Pick out every line of the records that contains the string "item". Case matters.

* Start Dataset entries *

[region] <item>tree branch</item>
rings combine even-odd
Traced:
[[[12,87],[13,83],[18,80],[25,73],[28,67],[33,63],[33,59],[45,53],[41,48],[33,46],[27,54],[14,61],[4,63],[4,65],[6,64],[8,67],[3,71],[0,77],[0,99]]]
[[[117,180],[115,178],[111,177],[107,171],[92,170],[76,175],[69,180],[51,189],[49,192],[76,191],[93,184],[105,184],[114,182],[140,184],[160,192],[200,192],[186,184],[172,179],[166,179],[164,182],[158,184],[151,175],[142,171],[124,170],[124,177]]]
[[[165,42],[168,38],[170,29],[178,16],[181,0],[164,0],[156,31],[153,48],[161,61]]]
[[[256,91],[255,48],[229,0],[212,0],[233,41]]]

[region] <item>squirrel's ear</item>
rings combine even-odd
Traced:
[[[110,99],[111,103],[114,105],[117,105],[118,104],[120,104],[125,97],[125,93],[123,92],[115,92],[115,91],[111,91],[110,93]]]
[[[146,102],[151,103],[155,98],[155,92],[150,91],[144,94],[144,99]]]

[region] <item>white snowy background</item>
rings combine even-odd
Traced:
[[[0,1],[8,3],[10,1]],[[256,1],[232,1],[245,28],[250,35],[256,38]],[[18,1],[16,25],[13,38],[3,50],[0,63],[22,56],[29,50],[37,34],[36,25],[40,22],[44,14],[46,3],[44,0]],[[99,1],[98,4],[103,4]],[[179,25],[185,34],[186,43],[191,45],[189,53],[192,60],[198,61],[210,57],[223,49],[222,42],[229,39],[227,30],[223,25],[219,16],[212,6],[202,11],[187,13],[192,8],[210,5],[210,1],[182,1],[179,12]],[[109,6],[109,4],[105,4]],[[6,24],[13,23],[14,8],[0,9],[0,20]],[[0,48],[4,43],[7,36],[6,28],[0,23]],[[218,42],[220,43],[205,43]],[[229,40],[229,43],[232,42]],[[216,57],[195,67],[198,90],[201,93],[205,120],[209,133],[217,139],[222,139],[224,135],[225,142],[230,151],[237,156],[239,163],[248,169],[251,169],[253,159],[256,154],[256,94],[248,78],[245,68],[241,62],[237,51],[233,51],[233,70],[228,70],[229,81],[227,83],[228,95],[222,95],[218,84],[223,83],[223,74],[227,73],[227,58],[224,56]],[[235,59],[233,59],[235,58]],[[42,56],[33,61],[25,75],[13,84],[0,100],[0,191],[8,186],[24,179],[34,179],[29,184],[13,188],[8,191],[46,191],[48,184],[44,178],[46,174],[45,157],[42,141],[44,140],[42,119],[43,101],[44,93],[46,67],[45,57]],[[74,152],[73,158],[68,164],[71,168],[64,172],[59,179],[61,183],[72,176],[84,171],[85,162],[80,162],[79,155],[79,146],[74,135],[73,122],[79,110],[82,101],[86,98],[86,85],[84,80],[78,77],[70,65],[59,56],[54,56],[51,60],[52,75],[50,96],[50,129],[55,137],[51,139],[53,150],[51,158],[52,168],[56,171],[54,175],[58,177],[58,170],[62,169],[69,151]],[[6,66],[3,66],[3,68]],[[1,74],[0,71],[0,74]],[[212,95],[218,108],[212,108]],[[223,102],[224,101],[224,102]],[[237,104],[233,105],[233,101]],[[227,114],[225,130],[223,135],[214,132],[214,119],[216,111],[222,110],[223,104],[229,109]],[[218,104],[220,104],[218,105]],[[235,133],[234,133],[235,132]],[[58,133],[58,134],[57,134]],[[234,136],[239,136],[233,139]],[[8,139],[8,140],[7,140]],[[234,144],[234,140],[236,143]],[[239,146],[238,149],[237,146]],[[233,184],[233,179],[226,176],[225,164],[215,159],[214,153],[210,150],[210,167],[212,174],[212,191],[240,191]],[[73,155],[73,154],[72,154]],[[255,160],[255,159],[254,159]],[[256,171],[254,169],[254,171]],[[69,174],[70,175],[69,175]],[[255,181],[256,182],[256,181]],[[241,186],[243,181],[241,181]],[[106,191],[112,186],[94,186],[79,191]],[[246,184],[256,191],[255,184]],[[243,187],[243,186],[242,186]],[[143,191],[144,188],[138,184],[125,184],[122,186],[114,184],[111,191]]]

* End Dataset entries *

Output:
[region] <item>tree branch</item>
[region] <item>squirrel's ear</item>
[region] <item>white snowy background</item>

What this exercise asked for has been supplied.